• PASSAGE GIVEN
______
Re: Rounding errors

From: Richard (riplin_at_Azonic.co.nz)
Date: 08/25/04


Date: 25 Aug 2004 00:59:08 -0700

Robert Wagner <robert@wagner.net.yourmammaharvests> wrote

>>> Intuition tells us half the numbers will round up and half will
>>> round down. Given a very large sample, the average will remain
.500 ..
>>> we think.
>
> >It may be what you had thought, but why do you assume that everyone
> >else thought that ?
>
> Because it's in the Cobol standard.

No. Wrong. Your comment was 'the average will remain .500.. we
think'.

I don't think that because the average of your example wasn't .500 in
the first place. You created a fantasy situation.

> >> Suppose we have a million random numbers formatted v999, adding up to
> >> 500,000.

It is fantasy because if there is an even distribution of all possile
values in a v999 it won't add up to 500,000. If it does add up to
that it isn't random.

If the random numbers were long enough then the total would be 500,000
(or close).

> >> Let's divide them into three groups: one containing rightmost
> >> digit of zero, a second containing 1-4 and a third containing 5-9.
> >> Let's round each group the Cobol way and sum the rounded numbers.
> >>
> >> Digit Population Sum
> >> 0 100,000 50,000
> >> 1-4 400,000 200,000 - 1,000 (-.0025 * 400,000)
> >> 5-9 500,000 250,000 + 1,500 (+.0003 * 500,000)
> >> Total 500,500
> >
> >Your methodology is flawed. In fact you have made a gross statistical
> >error.
> >
> >The fault is that you have claimed they were 'random' when you have
> >contrived to truncate after the third digit. If they had not been
> >truncated and you had left the remaining additional digits in, say, a
> >v99999999 and then added them up you would have got very close to the
> >total of 500,500.
 
> You're all wet. It is intuitively obvious that collections of random
> numbers formatted v99, v999 or v9(infinity) will average .50000.

That may be 'intuitively obvious' to _you_, but it is 'intuitively
obvious to us that are numerate' that it is quite wrong.

If you have an even distribution of the numbers 0.000 to 0.999 with 3
digits then the average is _NOT_ 0.500. It is in fact 0.4995.

This is very easy to prove. Just add up the 1000 numbers from 000 to
999 and the total is 499500.

A short cut to this is that there are 500 pairs: the first is 000 +
999 -> 999, the second is 001 + 998 -> 999, ... the last pair is 499 +
500 -> 999.

   500 * 999 -> 499500

Similarly the average of:
    v9 0 - 9 is 0.45
    v99 00 - 99 is 0.495
    v999 000 - 999 is 0.4995
    v9999 0000 - 9999 is 0.49995

Now it is true that given an arbitrary number it will approach 0.50000
very closely.
______
• SUPPLIED INFORMATION

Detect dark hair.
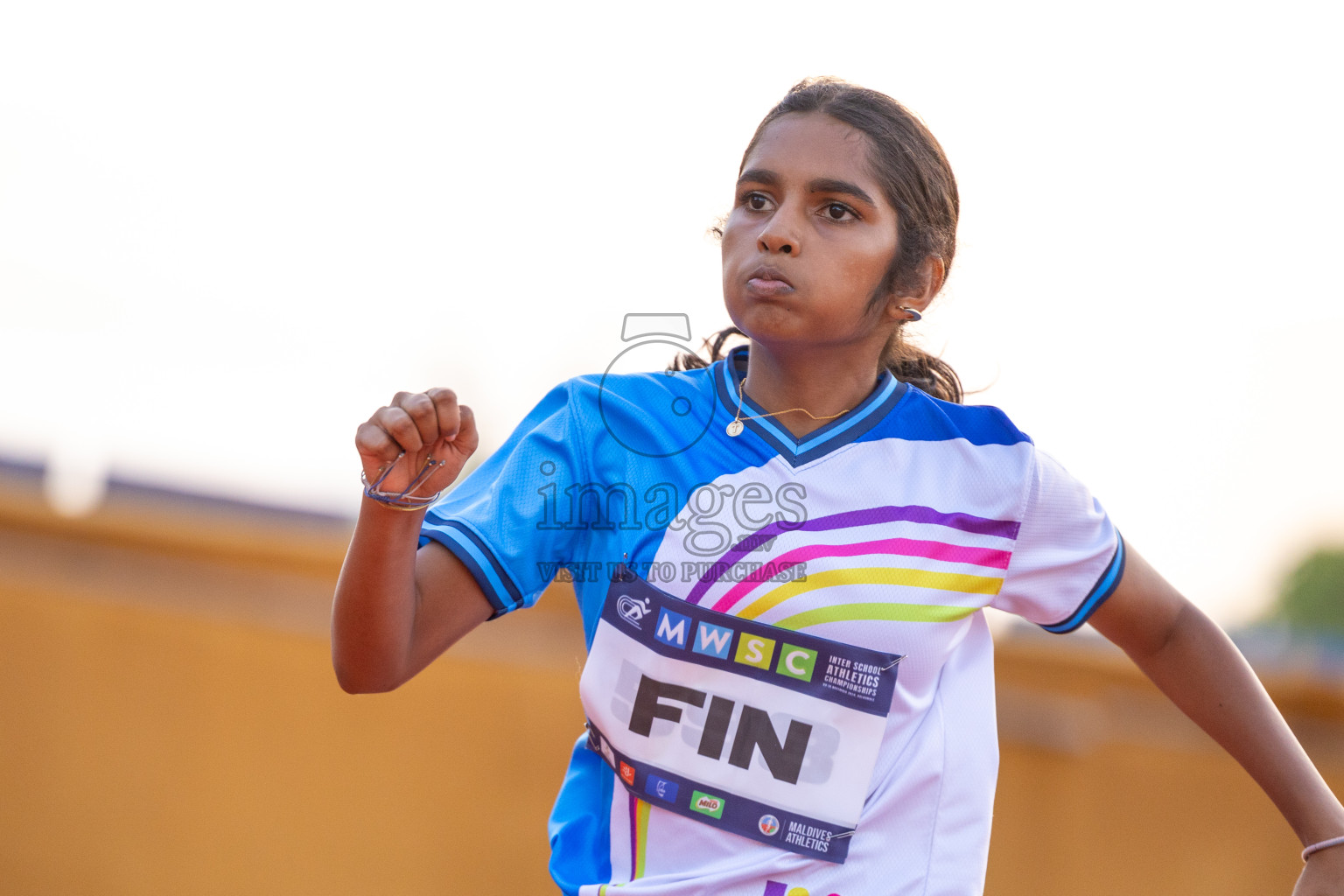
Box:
______
Shorten the paragraph of the forum post above that begins "It is fantasy because" into a single sentence that keeps its main facts.

An even spread of all possible v999 values won't total 500,000, and any such set that does total 500,000 isn't random.